### [WHAT YOU ARE ASKED TO DO]
Copy the listing starting at the line containing "Practice step: pick out every instance of the woman" and ending at the line containing "[(192, 153), (122, 137)]", and add 138 to every coordinate in the answer points. Leave out the pictures.
^^^^
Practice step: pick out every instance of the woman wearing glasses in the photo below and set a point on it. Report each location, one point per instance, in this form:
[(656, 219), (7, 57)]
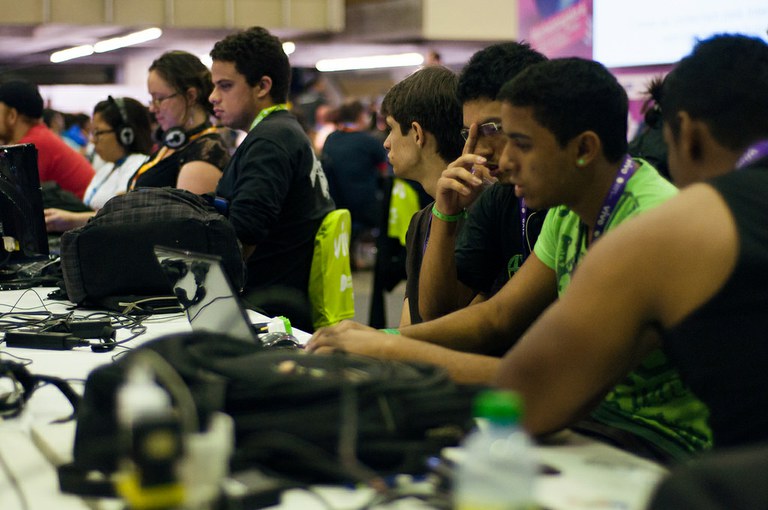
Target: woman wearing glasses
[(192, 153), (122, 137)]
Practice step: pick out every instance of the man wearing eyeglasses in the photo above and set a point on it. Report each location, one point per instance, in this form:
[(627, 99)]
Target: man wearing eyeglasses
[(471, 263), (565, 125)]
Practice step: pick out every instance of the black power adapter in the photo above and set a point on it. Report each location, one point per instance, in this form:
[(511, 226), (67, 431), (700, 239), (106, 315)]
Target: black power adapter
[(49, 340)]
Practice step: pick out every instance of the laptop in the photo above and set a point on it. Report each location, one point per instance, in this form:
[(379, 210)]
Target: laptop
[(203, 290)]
^^^^
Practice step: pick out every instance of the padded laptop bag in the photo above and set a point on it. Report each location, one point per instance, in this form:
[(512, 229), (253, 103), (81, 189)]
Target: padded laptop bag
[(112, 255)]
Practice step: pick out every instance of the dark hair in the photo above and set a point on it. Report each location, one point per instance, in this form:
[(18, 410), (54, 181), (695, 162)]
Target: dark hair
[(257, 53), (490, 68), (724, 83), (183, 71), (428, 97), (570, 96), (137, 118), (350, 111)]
^^^^
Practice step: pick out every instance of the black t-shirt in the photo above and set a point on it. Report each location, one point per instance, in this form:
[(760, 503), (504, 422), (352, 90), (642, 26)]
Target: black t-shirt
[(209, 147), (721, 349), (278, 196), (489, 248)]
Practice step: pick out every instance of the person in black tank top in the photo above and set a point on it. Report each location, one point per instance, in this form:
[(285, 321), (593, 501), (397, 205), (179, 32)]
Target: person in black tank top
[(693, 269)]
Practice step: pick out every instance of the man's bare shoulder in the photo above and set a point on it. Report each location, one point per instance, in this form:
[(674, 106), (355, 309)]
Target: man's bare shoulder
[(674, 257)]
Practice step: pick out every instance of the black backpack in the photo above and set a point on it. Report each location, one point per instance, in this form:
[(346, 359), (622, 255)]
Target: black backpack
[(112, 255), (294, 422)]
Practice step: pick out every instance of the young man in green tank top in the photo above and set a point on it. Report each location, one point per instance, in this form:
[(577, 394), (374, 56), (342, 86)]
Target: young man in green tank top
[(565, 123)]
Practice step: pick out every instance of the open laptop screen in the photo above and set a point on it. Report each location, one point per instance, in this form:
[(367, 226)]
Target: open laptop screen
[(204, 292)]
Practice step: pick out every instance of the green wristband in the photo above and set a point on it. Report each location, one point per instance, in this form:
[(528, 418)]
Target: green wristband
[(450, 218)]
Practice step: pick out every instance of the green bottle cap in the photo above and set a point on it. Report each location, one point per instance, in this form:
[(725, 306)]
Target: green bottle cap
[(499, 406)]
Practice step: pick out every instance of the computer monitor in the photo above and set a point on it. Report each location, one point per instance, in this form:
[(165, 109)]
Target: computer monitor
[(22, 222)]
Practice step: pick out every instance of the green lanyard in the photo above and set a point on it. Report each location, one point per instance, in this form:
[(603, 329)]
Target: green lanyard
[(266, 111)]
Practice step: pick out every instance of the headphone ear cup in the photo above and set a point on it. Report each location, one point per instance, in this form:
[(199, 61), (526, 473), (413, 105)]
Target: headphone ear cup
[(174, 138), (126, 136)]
^^^^
### [TASK RESPONSE]
Practice step: pick out every instance of the woman wearing glasses in the photo below and set a point on it. Report each location, one point per instance, in this form:
[(656, 219), (7, 57)]
Target: woman wearing glasses
[(330, 291), (260, 275)]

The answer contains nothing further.